YOUR INSTRUCTIONS:
Quote exactly, and only, the lines from the one with "of the deciduous" through the end of the listing.

## Begin MATERIAL FOR THIS TASK

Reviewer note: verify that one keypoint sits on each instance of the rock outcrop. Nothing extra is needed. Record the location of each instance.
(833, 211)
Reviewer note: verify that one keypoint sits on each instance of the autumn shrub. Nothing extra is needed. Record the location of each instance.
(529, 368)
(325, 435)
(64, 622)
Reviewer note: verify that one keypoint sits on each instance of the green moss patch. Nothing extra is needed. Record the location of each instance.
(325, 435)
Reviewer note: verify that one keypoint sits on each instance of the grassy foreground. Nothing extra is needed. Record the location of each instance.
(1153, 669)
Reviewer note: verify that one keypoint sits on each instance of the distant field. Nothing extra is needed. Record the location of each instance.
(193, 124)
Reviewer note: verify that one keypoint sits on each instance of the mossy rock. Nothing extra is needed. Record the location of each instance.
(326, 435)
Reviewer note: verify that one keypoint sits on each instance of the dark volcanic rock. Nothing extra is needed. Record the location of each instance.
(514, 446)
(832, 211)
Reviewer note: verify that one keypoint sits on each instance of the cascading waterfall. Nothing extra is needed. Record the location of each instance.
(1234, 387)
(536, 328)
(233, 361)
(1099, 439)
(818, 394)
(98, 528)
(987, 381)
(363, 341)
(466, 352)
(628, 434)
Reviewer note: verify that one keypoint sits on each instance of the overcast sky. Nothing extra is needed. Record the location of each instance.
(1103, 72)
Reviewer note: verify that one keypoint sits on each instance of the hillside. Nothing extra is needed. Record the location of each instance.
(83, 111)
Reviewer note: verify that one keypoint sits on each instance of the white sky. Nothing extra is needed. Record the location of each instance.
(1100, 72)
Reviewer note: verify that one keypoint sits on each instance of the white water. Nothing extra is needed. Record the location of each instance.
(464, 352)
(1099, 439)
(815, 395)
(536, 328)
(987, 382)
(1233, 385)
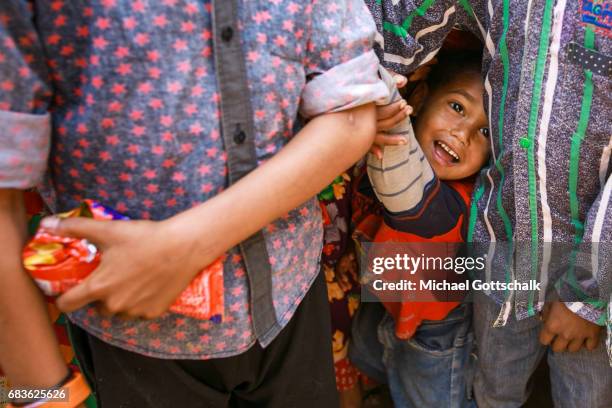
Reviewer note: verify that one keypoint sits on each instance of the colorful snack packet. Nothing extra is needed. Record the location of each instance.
(58, 263)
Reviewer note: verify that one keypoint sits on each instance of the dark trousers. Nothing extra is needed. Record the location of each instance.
(295, 370)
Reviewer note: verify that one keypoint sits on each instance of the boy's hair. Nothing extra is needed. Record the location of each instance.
(450, 64)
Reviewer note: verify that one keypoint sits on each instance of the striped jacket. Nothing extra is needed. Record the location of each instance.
(544, 198)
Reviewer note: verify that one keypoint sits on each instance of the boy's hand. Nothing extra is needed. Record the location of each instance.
(387, 117)
(145, 266)
(563, 330)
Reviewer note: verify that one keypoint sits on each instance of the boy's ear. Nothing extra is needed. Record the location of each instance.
(418, 96)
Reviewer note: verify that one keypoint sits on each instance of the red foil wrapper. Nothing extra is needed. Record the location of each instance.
(58, 263)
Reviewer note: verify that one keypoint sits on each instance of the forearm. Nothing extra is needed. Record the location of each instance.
(29, 353)
(324, 148)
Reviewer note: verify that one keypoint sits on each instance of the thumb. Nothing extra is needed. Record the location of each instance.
(400, 80)
(95, 231)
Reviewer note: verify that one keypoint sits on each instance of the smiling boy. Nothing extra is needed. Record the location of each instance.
(421, 349)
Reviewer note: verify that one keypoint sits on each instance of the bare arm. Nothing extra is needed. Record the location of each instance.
(156, 260)
(29, 352)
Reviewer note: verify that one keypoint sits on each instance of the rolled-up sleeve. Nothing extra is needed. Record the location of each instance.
(25, 93)
(341, 67)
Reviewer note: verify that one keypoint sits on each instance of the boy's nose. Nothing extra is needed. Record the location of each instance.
(462, 134)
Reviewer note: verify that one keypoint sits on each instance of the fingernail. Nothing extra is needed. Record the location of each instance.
(50, 223)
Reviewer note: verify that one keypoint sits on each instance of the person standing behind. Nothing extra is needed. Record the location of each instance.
(546, 69)
(161, 110)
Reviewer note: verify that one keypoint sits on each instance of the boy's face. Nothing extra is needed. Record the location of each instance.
(452, 128)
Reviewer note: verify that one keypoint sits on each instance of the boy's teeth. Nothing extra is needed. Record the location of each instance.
(448, 150)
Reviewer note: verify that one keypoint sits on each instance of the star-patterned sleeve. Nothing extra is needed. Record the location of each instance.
(341, 67)
(24, 96)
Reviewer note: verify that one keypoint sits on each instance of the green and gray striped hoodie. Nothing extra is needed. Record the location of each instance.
(545, 196)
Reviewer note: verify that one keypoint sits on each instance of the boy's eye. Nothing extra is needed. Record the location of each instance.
(456, 107)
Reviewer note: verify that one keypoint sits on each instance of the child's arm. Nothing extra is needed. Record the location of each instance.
(158, 259)
(29, 351)
(401, 176)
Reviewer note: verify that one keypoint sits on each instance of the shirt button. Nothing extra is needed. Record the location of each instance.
(239, 137)
(524, 142)
(227, 33)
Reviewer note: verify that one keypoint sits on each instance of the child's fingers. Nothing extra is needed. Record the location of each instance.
(388, 111)
(400, 80)
(420, 74)
(575, 345)
(546, 336)
(383, 139)
(560, 344)
(592, 342)
(388, 124)
(376, 151)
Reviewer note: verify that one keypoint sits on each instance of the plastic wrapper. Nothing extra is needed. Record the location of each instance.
(58, 263)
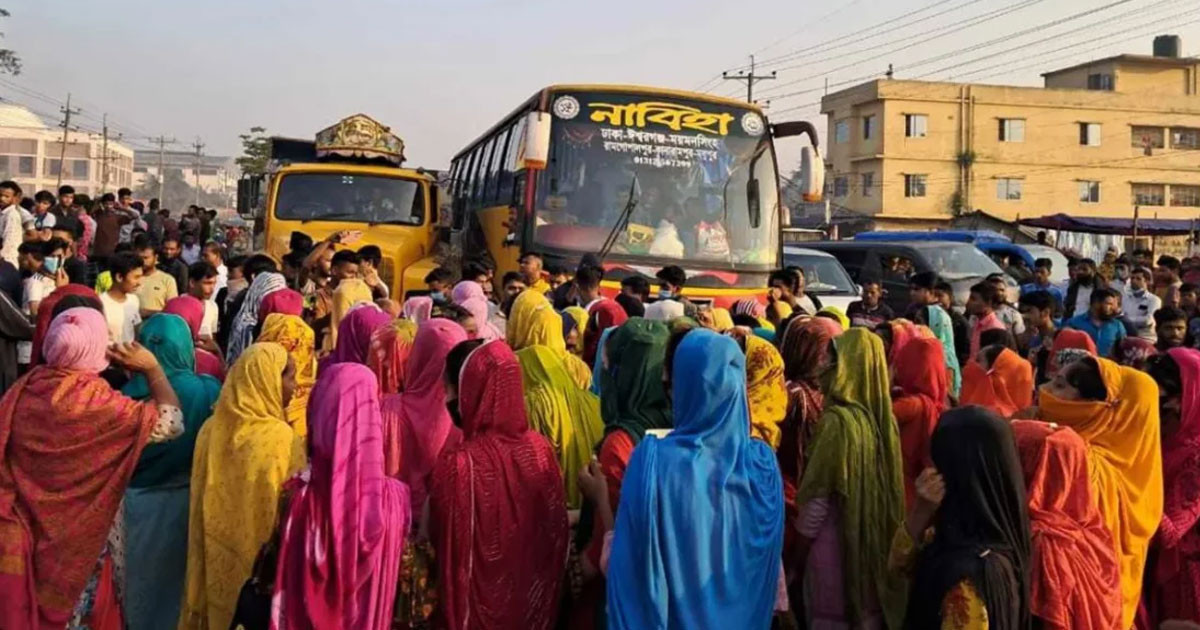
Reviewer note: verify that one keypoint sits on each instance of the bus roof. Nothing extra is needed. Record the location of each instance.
(541, 96)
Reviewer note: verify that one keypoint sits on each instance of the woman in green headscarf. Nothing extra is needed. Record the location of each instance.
(851, 495)
(157, 498)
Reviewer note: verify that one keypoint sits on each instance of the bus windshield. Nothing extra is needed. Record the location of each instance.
(349, 197)
(702, 177)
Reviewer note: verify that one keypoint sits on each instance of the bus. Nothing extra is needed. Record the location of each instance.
(348, 178)
(641, 177)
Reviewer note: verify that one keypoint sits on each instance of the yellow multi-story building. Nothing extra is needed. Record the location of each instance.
(1098, 139)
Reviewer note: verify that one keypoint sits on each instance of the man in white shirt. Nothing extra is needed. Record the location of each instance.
(1139, 304)
(121, 304)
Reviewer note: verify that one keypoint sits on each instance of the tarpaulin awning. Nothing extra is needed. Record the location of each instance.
(1096, 225)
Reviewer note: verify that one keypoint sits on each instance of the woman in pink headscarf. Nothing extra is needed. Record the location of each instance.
(192, 311)
(417, 424)
(343, 535)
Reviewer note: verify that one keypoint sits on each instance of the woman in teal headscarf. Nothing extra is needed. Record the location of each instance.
(851, 497)
(157, 498)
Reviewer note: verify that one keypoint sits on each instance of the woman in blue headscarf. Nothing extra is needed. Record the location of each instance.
(157, 498)
(700, 527)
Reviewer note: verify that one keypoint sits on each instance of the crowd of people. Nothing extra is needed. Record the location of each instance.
(282, 443)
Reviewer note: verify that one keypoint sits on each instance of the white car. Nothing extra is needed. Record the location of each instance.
(823, 276)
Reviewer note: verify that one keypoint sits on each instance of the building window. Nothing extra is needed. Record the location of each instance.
(841, 132)
(1146, 137)
(916, 125)
(1008, 189)
(1099, 82)
(1186, 196)
(915, 185)
(1185, 138)
(1149, 195)
(1090, 192)
(840, 186)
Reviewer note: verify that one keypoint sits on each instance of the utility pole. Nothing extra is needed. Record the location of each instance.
(66, 127)
(162, 175)
(751, 78)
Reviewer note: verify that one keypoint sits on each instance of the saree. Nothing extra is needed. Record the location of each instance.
(497, 507)
(1126, 465)
(61, 481)
(533, 322)
(567, 415)
(244, 454)
(297, 337)
(918, 400)
(855, 460)
(390, 347)
(766, 391)
(417, 425)
(343, 535)
(1075, 582)
(701, 521)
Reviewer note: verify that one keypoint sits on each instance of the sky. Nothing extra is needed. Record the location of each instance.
(442, 72)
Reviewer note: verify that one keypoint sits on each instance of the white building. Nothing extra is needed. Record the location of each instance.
(31, 154)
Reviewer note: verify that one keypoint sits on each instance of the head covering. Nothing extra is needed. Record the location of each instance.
(700, 527)
(390, 347)
(982, 529)
(243, 456)
(497, 507)
(243, 330)
(765, 389)
(285, 301)
(568, 415)
(1074, 577)
(415, 423)
(1126, 465)
(57, 511)
(77, 341)
(46, 312)
(297, 337)
(919, 372)
(634, 399)
(418, 309)
(1007, 388)
(942, 327)
(855, 456)
(343, 535)
(169, 340)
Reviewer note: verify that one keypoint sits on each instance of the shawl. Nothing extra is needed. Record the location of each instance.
(169, 340)
(700, 528)
(243, 456)
(497, 507)
(417, 425)
(855, 460)
(297, 337)
(1075, 582)
(1126, 465)
(61, 481)
(634, 399)
(390, 347)
(765, 389)
(565, 414)
(343, 534)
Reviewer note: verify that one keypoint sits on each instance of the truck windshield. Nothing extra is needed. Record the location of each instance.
(349, 197)
(702, 175)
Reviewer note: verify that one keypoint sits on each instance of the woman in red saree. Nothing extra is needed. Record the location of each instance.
(61, 481)
(497, 505)
(919, 389)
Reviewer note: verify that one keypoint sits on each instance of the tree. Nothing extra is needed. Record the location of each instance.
(10, 63)
(256, 151)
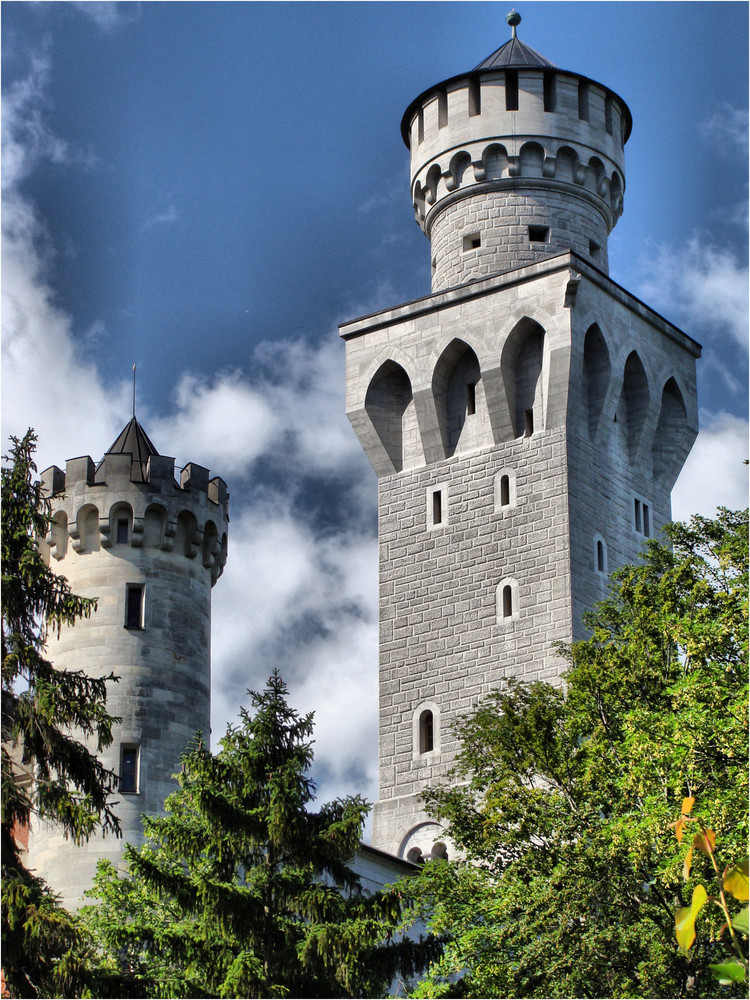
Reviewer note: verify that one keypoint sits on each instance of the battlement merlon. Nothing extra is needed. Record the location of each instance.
(118, 473)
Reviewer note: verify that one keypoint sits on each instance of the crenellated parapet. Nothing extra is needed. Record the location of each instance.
(106, 507)
(510, 165)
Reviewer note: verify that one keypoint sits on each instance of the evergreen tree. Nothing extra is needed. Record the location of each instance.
(242, 889)
(566, 801)
(45, 713)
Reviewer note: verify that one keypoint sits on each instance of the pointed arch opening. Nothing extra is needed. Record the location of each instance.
(633, 406)
(597, 371)
(522, 364)
(458, 393)
(668, 448)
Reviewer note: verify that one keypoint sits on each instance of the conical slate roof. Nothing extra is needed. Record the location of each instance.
(514, 53)
(134, 441)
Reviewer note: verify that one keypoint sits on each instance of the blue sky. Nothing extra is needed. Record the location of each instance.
(206, 189)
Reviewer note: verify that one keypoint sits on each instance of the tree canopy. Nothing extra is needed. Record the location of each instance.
(565, 801)
(46, 716)
(242, 889)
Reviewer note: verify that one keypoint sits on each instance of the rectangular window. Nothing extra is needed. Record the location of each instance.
(129, 769)
(134, 605)
(511, 90)
(538, 234)
(437, 507)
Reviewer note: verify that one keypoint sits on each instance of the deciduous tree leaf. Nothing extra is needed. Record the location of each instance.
(740, 922)
(728, 972)
(736, 881)
(686, 916)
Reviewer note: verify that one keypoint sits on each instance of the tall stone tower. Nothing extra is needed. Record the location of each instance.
(527, 420)
(149, 550)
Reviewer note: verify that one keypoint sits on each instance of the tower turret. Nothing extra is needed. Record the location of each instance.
(526, 421)
(515, 161)
(149, 550)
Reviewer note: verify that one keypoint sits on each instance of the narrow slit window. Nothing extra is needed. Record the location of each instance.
(511, 90)
(437, 507)
(129, 769)
(505, 491)
(426, 732)
(475, 98)
(134, 606)
(507, 601)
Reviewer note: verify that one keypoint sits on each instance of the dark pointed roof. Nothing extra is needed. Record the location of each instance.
(514, 53)
(134, 441)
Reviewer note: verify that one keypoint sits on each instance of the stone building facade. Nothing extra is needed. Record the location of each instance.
(149, 549)
(526, 420)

## End MATERIAL FOR THIS TASK

COMPLETE OUTPUT:
Reviewer note: verify that one keypoint sits on each instance of the deciduous tree leaf. Nothing extra is needed. Record the location of each instance.
(740, 922)
(728, 972)
(736, 881)
(686, 916)
Reviewer note: verify that one keypoint sits on each instance of the tall stone tower. Nothing extra is needed. Record the location of each instance.
(527, 420)
(149, 550)
Reviewer note: verify that one keypoint sits on each instance of the tower turret. Nothing extra is needed. Record the location of each instance.
(526, 421)
(515, 161)
(149, 550)
Reviewer note: verify that one keypoint sits on each instance of the narrow slit window. Nothing extra is needed. Record the location of each instance.
(511, 90)
(437, 507)
(129, 769)
(505, 491)
(426, 732)
(475, 98)
(134, 606)
(507, 601)
Reviewer note: verify that one keypoint sits on each instance of the dark pointed roof. Nothing extra is needed. Record the location of each instance.
(514, 53)
(134, 441)
Reviewer note: verify that one keypoint sits on each instance of the stone building facade. Nothing extra is needed. Record the location of each instance.
(149, 549)
(526, 420)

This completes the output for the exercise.